Das Buch „Selbstporträt mit Schusswaffe“ von Thomas Fritz rangiert unter der Kategorie „Roman“. Es ist allerdings alles andere als ein solcher...

Um es vorweg klar zu stellen: Dies wird keine klassische Rezension unter strengster Einhaltung der reinen, journalistischen Lehre. Eher schon ein Erfahrungsbericht, denn das Buch „Selbstporträt mit Schusswaffe“ flatterte mir eines Tages als Geschenk ins Haus. Der Verfasser, Thomas Fritz, geboren 1955 in Halle, ist Roman- und Hörspielautor. Er lebt in Leipzig.
„Selbstporträt mit Schusswaffe“ erschien 2012 im Merlin Verlag. Der Bildungsweg und die berufliche Laufbahn (Verlagswesen, Rundfunk sowie Theater) des Autors scheinen zahlreiche Parallelen zu den Figuren dieses Werks aufzuweisen. Eine gute Wahl also, glaubte ich nach der Lektüre des Klappentextes. Immerhin deutete jener einen spannenden, durchaus aktuellen Handlungsstrang an. Der Bezug zur neueren, deutschen Geschichte machte Lust, sofort mit dem Lesen zu beginnen.
 

Die Handlung

Der glücklose Schreiberling Peter Kilian erleidet einen tödlichen Treppensturz. Sein Freund Achim Schlesinger kann an keinen Unfall glauben, denn Peter Kilian kommt an der ehemaligen Innerdeutschen Grenze zu Tode, genau dort, wo beide früher ihren Wehrdienst absolvierten. Schlesinger macht sich auf die Spurensuche und kontaktiert Menschen aus dem Umfeld des Toten: Frauen, Freunde, Kollegen. Natürlich besucht Schlesinger auch den Ort des Geschehens und muss sich dabei ganz eigenen Erinnerungen stellen. Vorgeblich tut er dies alles, um auftragsgemäß aus den schriftlichen Hinterlassenschaften Kilians ein Buch zu kreieren.
Tatsächlich jedoch stürzt Schlesinger sich und alle anderen Beteiligten in Erinnerungen, die jeweils genüsslich, nostalgisch oder schmerzhaft sein können. Nach und nach schält sich so auch ein Teil der wahren Todesumstände des Opfers heraus. Was nach einem spannenden Handlungsaufbau klingt, wird leider immer wieder zerpflückt durch langatmige, philosophische Betrachtungen und metaphergeschwängerte Geschichten.

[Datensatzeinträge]
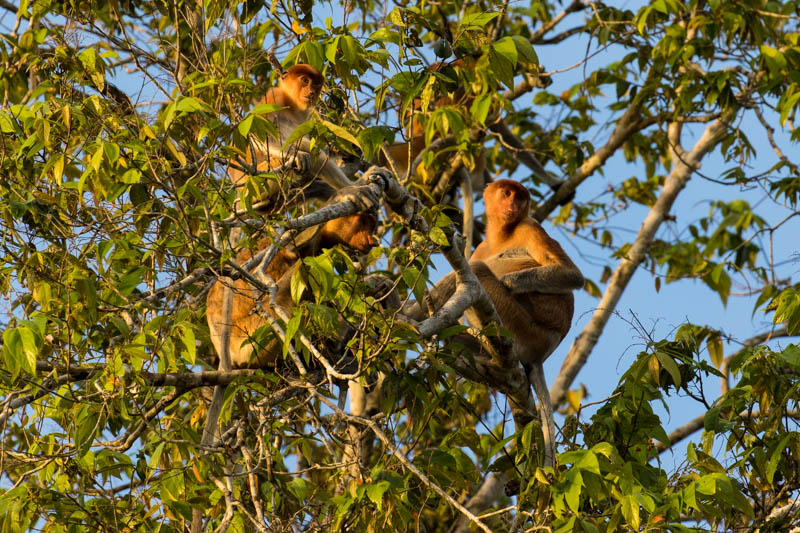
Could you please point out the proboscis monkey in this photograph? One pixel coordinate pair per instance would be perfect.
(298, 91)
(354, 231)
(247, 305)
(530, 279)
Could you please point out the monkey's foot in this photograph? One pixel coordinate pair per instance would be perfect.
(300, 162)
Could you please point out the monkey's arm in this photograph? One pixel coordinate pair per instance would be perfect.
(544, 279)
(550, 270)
==
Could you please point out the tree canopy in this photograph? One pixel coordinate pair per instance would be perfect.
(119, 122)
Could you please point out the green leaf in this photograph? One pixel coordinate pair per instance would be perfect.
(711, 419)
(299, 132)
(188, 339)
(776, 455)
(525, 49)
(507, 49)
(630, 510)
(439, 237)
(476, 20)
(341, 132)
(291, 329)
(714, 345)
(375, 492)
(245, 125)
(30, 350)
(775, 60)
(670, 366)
--
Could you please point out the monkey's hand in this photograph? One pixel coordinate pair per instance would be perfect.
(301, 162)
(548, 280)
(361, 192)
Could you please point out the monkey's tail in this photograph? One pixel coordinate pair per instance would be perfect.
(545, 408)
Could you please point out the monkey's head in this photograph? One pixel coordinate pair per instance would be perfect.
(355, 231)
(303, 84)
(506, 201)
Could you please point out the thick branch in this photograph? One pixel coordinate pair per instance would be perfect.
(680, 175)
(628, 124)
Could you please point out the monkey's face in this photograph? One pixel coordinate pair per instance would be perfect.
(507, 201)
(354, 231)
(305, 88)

Ihre Aufgaben
a – In welchem Jahr und bei welchem Verlag ist das Buch laut der Buchbesprechung erschienen?
b – Zählen Sie sämtliche Personen auf, die in der Buchbesprechung namentlich genannt werden.
Die Einträge stammen aus einer anderen Quelle.

Ergebnisse
a – 2012 im Merlin Verlag.

b – Thomas Fritz, Peter Kilian, Achim Schlesinger